** Problem description **
Look through the records below for the line with "Can you find the avocado?". Return that line and each one after it up to and including the line with "Can you find the white sports", exactly.

Listed records Block Start

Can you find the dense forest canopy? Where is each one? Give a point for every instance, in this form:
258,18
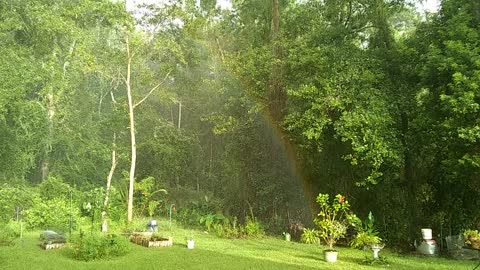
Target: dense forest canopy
245,111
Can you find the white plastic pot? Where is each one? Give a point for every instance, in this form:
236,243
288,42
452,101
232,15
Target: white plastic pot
427,234
190,244
330,255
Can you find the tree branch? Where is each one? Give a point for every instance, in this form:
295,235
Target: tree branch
151,90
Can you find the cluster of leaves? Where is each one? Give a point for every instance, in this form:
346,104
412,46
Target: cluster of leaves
96,246
310,236
367,234
333,218
9,232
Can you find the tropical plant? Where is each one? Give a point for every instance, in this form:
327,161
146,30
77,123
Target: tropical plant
310,236
98,246
333,218
471,236
367,234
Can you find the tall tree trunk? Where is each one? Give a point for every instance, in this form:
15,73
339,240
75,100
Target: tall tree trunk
132,135
109,182
276,95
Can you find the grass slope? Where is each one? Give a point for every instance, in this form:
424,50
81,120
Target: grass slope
215,253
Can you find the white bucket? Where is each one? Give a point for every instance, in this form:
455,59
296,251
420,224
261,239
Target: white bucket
427,234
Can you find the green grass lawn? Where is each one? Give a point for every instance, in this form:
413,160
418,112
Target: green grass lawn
212,252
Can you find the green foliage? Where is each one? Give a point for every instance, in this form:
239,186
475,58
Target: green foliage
471,235
367,234
9,232
54,213
88,247
210,220
310,236
54,187
148,196
333,218
13,197
253,228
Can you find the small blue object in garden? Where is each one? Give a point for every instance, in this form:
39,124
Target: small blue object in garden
152,226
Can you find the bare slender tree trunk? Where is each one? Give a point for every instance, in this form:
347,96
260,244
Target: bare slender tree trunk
179,114
132,135
109,182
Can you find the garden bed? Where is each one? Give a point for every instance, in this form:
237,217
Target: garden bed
47,246
149,240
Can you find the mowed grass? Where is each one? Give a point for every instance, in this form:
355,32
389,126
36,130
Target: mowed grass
212,252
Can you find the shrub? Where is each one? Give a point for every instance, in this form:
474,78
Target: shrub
99,246
8,233
210,220
55,213
310,236
12,197
253,228
333,218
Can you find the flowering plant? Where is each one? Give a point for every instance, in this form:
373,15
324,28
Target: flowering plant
333,218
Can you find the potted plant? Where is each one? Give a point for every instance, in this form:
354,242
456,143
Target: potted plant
367,237
472,238
332,221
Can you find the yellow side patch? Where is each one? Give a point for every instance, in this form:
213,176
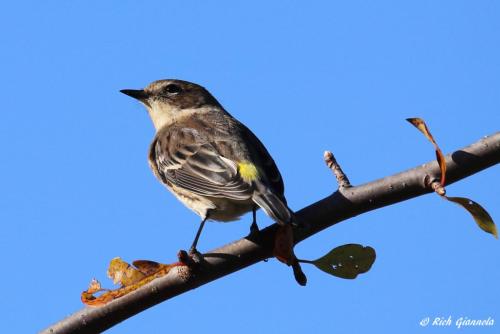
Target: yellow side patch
248,171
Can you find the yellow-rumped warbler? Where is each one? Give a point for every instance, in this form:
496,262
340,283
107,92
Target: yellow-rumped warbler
209,160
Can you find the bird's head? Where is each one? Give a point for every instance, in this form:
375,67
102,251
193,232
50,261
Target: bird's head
170,99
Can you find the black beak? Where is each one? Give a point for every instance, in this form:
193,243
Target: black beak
137,94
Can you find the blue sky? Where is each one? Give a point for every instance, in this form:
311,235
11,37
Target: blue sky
305,77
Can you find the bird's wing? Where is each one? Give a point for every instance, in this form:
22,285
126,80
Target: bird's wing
272,176
269,194
184,158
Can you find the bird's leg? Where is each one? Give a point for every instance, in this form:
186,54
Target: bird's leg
254,228
193,249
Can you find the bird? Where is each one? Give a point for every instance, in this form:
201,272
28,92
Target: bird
209,160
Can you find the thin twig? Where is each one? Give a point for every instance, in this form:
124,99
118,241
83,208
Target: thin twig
332,163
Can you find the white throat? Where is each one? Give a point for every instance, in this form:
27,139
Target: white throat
163,114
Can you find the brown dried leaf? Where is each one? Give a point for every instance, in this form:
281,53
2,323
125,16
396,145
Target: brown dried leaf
480,215
129,277
420,125
122,272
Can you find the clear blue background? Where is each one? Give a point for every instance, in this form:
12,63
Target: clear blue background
77,190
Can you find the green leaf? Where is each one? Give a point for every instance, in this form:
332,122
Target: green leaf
347,261
480,215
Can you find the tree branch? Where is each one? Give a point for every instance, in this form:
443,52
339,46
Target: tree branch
343,204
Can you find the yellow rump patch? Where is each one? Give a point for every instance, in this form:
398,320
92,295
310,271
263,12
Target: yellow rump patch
248,171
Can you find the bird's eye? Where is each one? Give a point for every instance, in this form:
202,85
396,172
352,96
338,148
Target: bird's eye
173,89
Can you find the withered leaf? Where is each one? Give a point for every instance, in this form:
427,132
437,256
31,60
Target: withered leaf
420,125
122,272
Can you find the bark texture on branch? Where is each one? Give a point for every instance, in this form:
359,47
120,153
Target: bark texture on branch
343,204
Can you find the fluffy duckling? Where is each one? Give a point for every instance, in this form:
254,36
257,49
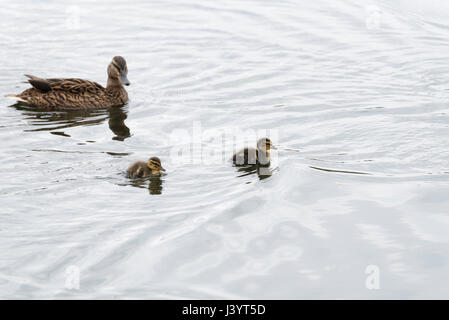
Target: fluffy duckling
252,156
75,94
143,169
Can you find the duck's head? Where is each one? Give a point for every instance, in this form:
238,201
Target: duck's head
118,70
265,144
154,163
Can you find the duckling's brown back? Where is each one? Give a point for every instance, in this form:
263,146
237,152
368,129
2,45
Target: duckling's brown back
138,170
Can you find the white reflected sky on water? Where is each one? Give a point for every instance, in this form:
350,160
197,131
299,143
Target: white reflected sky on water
355,88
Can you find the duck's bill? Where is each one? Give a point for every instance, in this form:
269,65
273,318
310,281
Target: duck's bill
124,79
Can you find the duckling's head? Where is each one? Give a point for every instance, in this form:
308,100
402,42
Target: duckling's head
117,70
154,163
265,144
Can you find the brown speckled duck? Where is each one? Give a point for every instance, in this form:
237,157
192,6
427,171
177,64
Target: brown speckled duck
59,94
251,156
143,169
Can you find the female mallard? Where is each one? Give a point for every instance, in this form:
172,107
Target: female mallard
143,169
51,94
251,156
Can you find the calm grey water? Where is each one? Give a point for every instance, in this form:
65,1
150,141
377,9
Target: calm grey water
355,96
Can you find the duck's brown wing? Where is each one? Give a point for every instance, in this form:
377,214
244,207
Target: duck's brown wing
72,85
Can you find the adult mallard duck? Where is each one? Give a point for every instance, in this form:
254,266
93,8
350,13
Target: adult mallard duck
143,169
251,156
58,94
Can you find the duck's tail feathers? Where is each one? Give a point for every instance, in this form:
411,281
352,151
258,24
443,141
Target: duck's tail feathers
15,97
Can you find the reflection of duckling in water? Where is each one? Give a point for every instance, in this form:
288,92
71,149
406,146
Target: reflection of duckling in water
251,156
143,169
155,186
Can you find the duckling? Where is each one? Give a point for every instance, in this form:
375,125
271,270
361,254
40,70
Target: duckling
260,156
143,169
60,94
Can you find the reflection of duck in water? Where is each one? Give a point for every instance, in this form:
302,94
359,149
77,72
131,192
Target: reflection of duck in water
76,94
56,120
253,156
141,169
117,117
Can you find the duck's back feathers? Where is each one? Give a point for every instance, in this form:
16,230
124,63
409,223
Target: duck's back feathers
245,156
138,169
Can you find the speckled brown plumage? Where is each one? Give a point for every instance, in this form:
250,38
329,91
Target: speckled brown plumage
251,156
72,93
138,169
142,169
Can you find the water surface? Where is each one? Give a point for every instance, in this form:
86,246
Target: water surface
355,96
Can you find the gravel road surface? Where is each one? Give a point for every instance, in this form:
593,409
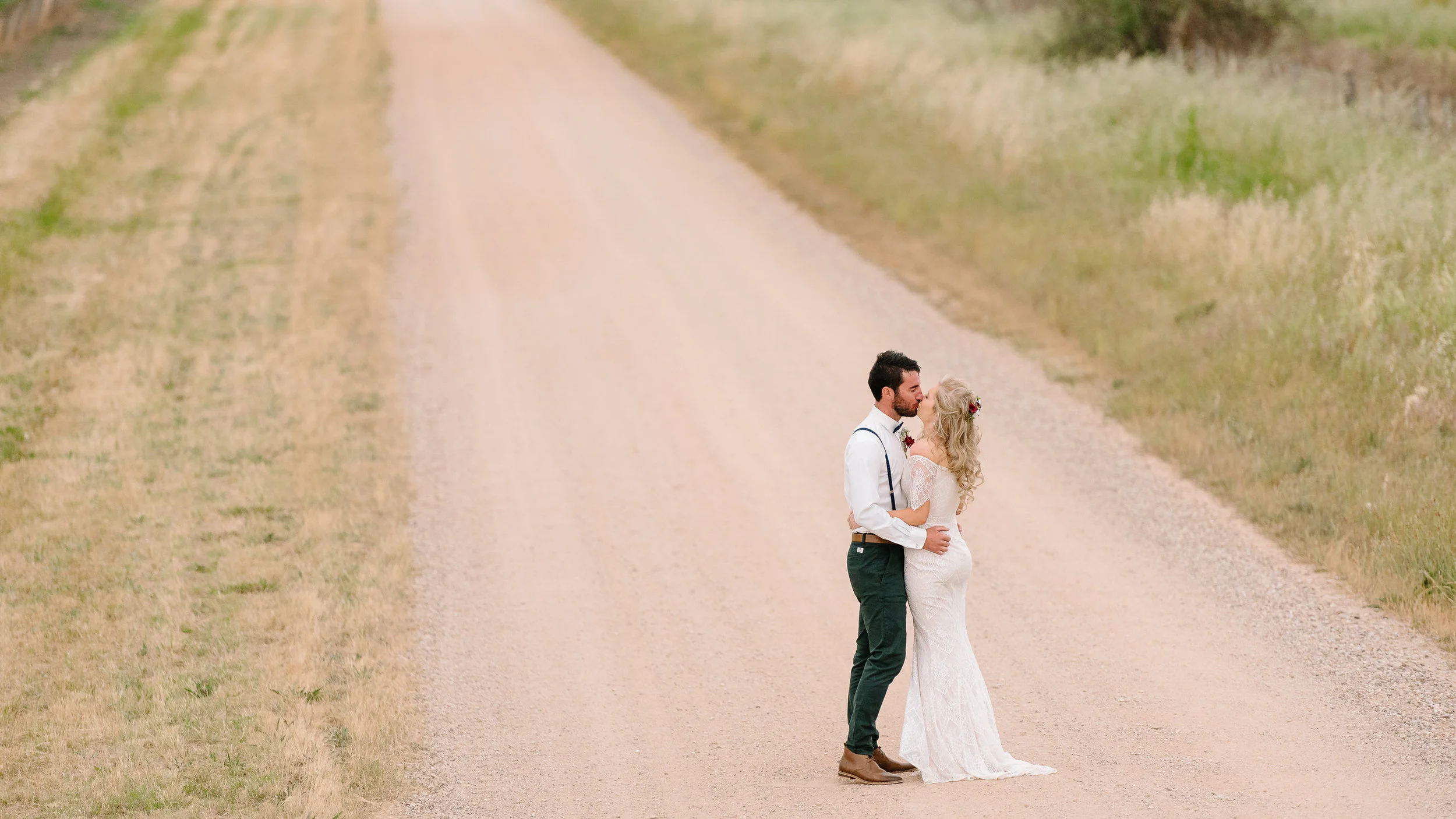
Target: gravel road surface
631,372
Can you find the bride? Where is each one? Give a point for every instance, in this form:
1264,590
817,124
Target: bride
950,730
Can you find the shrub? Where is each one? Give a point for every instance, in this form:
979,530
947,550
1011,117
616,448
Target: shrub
1104,28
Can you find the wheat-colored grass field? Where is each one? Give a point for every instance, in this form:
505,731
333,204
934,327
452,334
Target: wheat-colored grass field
1254,276
204,570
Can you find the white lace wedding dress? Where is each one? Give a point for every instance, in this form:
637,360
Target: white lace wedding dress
950,730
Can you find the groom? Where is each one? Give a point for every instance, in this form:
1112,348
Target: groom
874,460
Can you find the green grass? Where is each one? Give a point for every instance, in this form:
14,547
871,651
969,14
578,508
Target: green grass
1263,277
1385,24
176,532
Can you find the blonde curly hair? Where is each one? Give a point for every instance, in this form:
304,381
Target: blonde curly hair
956,433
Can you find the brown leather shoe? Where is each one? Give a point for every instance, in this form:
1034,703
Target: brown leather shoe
892,764
863,770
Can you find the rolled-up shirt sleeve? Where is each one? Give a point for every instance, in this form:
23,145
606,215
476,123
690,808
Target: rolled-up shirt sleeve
864,460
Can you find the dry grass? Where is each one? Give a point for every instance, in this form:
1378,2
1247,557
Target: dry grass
204,570
1261,280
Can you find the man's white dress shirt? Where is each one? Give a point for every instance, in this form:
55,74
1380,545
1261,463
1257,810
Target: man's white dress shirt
867,484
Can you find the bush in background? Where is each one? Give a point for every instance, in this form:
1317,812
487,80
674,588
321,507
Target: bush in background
1104,28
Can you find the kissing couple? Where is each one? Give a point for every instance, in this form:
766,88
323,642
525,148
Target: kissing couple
906,548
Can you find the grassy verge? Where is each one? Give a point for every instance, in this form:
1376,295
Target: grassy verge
204,571
1259,279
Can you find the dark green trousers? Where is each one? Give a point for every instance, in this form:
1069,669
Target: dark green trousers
878,574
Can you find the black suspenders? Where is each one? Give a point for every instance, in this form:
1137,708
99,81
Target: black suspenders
890,475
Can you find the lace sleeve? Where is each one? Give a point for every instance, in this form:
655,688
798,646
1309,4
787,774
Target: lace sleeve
921,480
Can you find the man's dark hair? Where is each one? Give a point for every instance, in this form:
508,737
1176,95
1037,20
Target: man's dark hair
890,369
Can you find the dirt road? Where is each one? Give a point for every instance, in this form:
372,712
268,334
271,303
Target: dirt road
631,372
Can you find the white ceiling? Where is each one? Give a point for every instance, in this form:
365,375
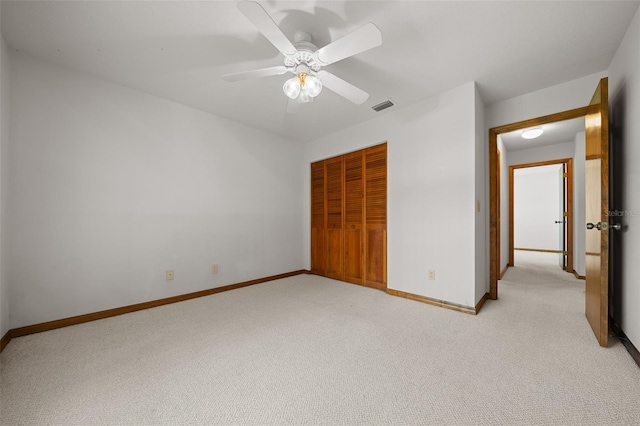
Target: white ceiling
179,50
554,133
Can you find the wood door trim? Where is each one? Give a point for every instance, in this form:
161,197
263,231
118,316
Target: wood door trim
512,168
494,231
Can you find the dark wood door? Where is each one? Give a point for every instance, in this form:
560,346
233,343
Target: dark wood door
318,237
334,222
354,217
375,241
597,207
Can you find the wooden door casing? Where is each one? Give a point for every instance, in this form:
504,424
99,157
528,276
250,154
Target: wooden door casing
597,207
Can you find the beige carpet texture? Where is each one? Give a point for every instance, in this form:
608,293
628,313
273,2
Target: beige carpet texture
310,350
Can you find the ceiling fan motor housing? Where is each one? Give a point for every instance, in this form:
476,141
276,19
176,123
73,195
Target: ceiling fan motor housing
304,53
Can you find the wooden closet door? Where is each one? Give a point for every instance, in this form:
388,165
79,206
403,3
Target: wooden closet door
334,222
354,217
318,237
376,217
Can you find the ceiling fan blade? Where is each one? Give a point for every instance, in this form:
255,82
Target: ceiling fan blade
262,72
360,40
263,22
342,88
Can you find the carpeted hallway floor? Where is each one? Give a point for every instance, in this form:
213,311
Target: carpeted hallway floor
309,350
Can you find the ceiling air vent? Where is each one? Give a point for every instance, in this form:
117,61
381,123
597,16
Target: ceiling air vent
383,105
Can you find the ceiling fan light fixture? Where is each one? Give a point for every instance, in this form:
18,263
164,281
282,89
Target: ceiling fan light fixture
532,133
304,96
291,87
312,86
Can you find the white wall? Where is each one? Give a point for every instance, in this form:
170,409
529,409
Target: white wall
431,191
504,205
624,101
579,206
4,182
536,207
482,200
110,187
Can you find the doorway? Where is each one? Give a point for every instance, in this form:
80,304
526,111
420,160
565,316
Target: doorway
494,177
541,210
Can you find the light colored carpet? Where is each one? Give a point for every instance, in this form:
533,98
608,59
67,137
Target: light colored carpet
309,350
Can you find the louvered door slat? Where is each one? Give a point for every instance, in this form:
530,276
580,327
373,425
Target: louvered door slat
354,211
318,237
334,223
375,238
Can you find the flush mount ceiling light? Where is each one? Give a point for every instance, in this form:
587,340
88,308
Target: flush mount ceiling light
532,133
304,60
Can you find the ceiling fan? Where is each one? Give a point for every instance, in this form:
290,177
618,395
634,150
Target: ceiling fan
303,59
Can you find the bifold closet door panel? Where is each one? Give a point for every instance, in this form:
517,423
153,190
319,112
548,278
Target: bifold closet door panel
354,217
318,237
334,222
376,216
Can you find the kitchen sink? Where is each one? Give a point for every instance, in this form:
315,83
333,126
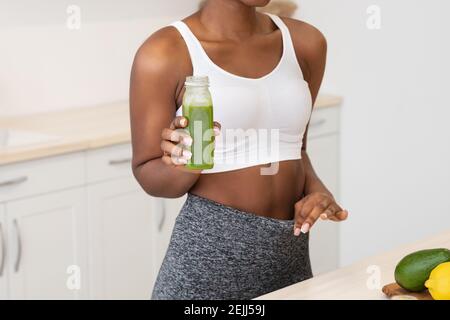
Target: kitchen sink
11,138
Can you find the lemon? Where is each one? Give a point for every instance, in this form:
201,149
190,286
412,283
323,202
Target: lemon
439,282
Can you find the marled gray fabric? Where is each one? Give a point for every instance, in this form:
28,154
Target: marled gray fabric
219,252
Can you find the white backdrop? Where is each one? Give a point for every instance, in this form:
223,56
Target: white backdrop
395,133
44,65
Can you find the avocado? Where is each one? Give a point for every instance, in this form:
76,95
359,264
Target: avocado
414,269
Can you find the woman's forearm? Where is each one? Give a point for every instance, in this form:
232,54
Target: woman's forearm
312,182
160,180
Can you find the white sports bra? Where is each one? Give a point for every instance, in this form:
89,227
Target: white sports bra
264,119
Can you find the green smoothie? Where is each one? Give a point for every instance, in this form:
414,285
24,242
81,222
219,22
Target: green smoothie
201,130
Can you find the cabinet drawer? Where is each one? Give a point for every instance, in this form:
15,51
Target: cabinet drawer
324,121
109,163
41,176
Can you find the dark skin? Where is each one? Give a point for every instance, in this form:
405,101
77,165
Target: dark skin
248,44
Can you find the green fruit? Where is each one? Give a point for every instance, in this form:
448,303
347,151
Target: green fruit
414,269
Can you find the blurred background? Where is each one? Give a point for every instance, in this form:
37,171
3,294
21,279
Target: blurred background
64,80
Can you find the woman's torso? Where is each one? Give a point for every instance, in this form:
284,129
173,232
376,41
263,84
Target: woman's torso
247,189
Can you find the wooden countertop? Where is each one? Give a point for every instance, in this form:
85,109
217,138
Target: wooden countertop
81,129
351,282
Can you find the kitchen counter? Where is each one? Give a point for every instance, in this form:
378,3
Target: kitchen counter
351,282
81,129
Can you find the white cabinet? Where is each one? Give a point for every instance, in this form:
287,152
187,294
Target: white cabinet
3,271
47,248
323,150
120,234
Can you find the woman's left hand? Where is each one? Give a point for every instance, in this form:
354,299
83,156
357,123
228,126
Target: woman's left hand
313,206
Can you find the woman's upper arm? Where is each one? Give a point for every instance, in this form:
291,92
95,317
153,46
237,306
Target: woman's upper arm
153,88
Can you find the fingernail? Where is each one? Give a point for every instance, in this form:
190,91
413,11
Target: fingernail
305,228
187,154
187,141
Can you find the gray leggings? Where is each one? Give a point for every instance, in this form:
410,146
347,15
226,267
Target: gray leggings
219,252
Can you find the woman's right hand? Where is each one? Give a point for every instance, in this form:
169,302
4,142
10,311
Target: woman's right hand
175,141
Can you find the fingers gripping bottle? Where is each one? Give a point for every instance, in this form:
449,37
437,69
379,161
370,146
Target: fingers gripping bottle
198,109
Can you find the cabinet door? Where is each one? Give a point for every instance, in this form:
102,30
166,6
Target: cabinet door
121,215
324,237
47,246
164,227
3,271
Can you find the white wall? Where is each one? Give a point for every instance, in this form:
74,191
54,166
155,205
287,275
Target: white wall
46,66
395,122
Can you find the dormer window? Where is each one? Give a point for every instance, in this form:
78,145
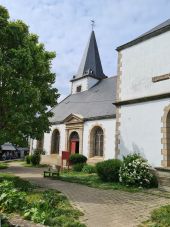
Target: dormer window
78,89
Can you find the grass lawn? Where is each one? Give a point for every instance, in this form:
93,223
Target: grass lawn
48,207
159,218
3,165
92,180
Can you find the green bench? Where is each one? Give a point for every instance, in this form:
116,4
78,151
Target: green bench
53,172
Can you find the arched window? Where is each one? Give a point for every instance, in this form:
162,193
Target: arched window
74,142
55,142
96,142
40,143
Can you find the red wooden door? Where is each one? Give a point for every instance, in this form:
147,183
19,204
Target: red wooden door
73,147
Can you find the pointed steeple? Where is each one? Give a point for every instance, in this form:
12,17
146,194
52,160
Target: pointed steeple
90,64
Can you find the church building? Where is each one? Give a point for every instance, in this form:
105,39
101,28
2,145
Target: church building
84,122
143,96
107,118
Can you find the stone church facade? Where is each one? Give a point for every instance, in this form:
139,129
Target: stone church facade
106,118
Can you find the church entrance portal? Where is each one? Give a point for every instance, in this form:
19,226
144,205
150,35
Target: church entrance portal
74,143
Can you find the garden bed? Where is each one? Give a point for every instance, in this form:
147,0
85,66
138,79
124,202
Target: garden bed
92,180
48,207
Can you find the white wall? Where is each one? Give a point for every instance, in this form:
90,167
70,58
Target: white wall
140,130
48,137
85,84
108,126
143,61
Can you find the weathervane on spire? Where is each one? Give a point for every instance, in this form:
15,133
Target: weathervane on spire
92,24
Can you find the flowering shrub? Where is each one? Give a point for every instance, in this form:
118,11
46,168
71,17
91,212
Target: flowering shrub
109,170
135,171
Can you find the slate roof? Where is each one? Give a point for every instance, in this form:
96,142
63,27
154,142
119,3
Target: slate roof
90,64
94,103
159,29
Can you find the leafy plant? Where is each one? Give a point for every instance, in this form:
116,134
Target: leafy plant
11,199
26,82
48,207
109,170
35,158
89,169
77,158
135,171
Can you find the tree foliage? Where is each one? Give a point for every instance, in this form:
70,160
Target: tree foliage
26,83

Listed records Block End

** Answer to this problem **
Can you find the avocado? Where is each one? Give a point for every instance, in this form:
76,95
359,264
Target: avocado
414,269
Can you find the woman's forearm? Where is each one? Give a point for every instance, in this form:
232,54
Target: woman's forearm
312,182
160,180
Can you find the white sports bra? Where is each one? Give a point for every instance, in this form:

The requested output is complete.